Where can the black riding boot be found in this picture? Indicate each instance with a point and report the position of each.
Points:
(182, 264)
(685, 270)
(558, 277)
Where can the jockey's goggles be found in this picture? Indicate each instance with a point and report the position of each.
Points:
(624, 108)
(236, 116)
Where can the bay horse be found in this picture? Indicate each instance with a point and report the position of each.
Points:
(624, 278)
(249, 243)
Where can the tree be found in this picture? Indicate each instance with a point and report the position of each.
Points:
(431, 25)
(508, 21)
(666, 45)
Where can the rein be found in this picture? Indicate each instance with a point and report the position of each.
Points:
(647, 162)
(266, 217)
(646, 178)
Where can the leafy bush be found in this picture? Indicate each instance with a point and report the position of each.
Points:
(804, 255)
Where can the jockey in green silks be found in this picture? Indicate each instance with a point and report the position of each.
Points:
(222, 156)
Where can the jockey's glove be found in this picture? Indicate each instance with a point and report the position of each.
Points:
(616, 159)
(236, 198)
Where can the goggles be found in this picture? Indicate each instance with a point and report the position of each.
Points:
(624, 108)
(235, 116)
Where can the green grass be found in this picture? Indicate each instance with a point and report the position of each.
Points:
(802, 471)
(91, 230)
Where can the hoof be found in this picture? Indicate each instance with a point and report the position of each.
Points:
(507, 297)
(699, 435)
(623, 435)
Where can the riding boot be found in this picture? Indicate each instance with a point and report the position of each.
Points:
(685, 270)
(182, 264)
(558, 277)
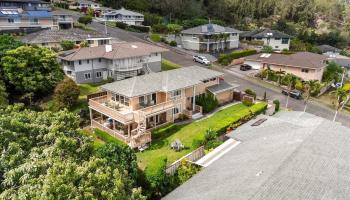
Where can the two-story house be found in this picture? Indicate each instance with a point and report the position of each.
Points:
(128, 109)
(118, 60)
(209, 38)
(52, 38)
(19, 19)
(276, 39)
(125, 16)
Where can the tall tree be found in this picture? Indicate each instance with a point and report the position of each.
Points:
(44, 156)
(31, 70)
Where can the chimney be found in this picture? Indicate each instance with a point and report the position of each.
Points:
(108, 48)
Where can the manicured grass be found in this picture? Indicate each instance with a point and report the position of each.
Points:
(168, 65)
(189, 133)
(155, 37)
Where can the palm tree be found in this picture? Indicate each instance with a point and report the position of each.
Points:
(342, 98)
(290, 80)
(280, 74)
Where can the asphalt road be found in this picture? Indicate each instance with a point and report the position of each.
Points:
(186, 60)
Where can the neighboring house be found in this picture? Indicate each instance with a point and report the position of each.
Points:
(329, 50)
(276, 39)
(82, 4)
(33, 5)
(128, 109)
(290, 156)
(19, 19)
(62, 19)
(53, 38)
(210, 38)
(125, 16)
(118, 61)
(306, 65)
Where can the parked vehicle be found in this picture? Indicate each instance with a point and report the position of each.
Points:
(245, 67)
(296, 94)
(201, 59)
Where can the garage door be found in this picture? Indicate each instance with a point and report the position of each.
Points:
(255, 65)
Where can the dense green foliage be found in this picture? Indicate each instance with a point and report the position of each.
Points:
(44, 156)
(66, 94)
(226, 59)
(3, 94)
(208, 102)
(31, 70)
(67, 45)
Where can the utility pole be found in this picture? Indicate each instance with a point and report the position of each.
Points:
(337, 106)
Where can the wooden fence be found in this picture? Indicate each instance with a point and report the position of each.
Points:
(192, 157)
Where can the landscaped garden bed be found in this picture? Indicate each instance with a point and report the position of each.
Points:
(191, 134)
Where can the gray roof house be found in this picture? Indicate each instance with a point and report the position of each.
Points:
(290, 156)
(53, 38)
(120, 60)
(125, 16)
(276, 39)
(210, 38)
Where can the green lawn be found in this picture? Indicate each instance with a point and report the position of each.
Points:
(168, 65)
(188, 133)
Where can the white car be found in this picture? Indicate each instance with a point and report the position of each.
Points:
(201, 59)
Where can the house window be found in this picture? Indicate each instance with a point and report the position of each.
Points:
(305, 70)
(285, 40)
(177, 109)
(87, 76)
(175, 94)
(98, 74)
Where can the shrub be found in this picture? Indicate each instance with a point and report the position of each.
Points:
(250, 92)
(226, 59)
(66, 93)
(159, 28)
(186, 170)
(267, 49)
(85, 19)
(247, 103)
(173, 43)
(277, 105)
(208, 101)
(155, 37)
(121, 25)
(144, 29)
(67, 45)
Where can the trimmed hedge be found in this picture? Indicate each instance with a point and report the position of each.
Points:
(226, 59)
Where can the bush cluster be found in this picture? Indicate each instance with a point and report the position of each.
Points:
(208, 102)
(226, 59)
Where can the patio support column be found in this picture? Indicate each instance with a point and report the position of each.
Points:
(129, 131)
(194, 99)
(90, 116)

→ Goal of the exercise:
Could you report how many lines of the listing contain the word "bush"? Only the number is needed.

→ Task answer:
2